▸ 作業指示:
(1) 次の(a)〜(c)の記述が、色目と色調に関する文章の内容と合っているかどうかを判定してください。それぞれ「はい」か「いいえ」で答え、判断の根拠となる文章中の語句をそのまま引用してください。
(a) 彩度と明度は、色調を構成する要素とされている。
(b) この文章で設定した用語の意味は、色彩理論上の定義と常に完全に一致する。
(c) 以前は「色相と色調」という表現が使われていた。
(2) 記録の中の「Each instance of the ruined」を含む行から「112L315 113L327 113L331」を含む行までを、両端の行も含めて、1行を1つの文字列とするJSONリストに書き換えてください。空行は除いてください。

▸ 文書の抜粋:

とはいえ、この二つ、実はそう簡単に割り切れません。

 

今日はそのお話。とても大事な部分です。

 

● 色目の浮上。
色調を構成している要素の一部が、はっきりと認識されて、

社会的認知を受けるようになった場合、

その色調ごと、まとめて色としての名称がつくことがあります。

 

そうなると、それは、<色目>として浮上してくる可能性があるのです。


● 色目と色調…「赤であるか」と「どんな赤か」

ここで用語の意味を、下記のように設定しておきます。

 

*色目(色相) 赤、青、黄…といった色目のこと。ざっくりとした色の区分。

 

*色調 その赤どんな赤か、という、色のニュアンス。

  ベースカラー、彩度、明度は、色調を構成する要素です。

 

※なお用語は、いわゆる色彩理論から借りてきていますが、

似合う色について説明するために便宜上設定しています。

意味内容については、色彩理論上の定義と完全には一致しないことがありますし、

また知見の集積によって拡充されていくことがありえます。

 

もともと「<色相>と<色調>」と表現していたのを、

今では「<色目>と<色調>」と言うようにしているのですが、

<色相>でも<色目>でも、それは「赤か青か黄か」といった話であり、

<色調>が「どのようなニュアンスの赤か」という話である、という要点は同じです。

 

色のニュアンスないしトーンのことを「色目」と呼んでいるケースもしばしば見られます。

用語をどう配置するかは便宜的なものなので、「赤か青か…」と「どんな赤か」を区別できればいいです。

形状境界の記録:

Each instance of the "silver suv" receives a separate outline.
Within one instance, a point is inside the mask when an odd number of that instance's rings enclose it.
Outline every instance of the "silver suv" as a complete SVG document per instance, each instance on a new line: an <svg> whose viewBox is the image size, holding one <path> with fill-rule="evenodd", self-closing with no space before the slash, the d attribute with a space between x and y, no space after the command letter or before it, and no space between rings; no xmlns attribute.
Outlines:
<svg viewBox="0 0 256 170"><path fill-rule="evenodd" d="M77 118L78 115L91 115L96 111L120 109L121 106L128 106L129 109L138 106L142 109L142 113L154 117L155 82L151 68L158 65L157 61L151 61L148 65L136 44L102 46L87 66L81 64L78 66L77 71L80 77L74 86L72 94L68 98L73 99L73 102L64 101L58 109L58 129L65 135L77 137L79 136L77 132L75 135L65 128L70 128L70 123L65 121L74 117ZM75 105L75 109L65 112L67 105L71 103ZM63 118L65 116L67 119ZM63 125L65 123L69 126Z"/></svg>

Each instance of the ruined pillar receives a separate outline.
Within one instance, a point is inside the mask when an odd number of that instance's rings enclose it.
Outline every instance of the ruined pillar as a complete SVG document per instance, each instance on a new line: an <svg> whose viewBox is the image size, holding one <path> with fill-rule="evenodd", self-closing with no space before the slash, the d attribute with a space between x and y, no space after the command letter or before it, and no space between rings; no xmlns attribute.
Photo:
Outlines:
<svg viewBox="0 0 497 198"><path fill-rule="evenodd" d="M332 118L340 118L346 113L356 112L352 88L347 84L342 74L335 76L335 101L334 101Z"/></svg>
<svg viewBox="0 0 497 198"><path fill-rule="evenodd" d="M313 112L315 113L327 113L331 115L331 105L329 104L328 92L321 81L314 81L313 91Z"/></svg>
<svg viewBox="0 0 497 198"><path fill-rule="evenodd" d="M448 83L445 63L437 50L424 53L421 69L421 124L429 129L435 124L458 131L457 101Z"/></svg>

▸ 問題の解答:
(1)
(a) はい。「ベースカラー、彩度、明度は、色調を構成する要素です。」
(b) いいえ。「意味内容については、色彩理論上の定義と完全には一致しないことがあります」
(c) はい。「もともと「<色相>と<色調>」と表現していたのを、」

(2)
[
  "Each instance of the ruined pillar receives a separate outline.",
  "Within one instance, a point is inside the mask when an odd number of that instance's rings enclose it.",
  "Outline every instance of the ruined pillar as a complete SVG document per instance, each instance on a new line: an <svg> whose viewBox is the image size, holding one <path> with fill-rule=\"evenodd\", self-closing with no space before the slash, the d attribute with a space between x and y, no space after the command letter or before it, and no space between rings; no xmlns attribute.",
  "Photo:",
  "Outlines:",
  "<svg viewBox=\"0 0 497 198\"><path fill-rule=\"evenodd\" d=\"M332 118L340 118L346 113L356 112L352 88L347 84L342 74L335 76L335 101L334 101Z\"/></svg>",
  "<svg viewBox=\"0 0 497 198\"><path fill-rule=\"evenodd\" d=\"M313 112L315 113L327 113L331 115L331 105L329 104L328 92L321 81L314 81L313 91Z\"/></svg>"
]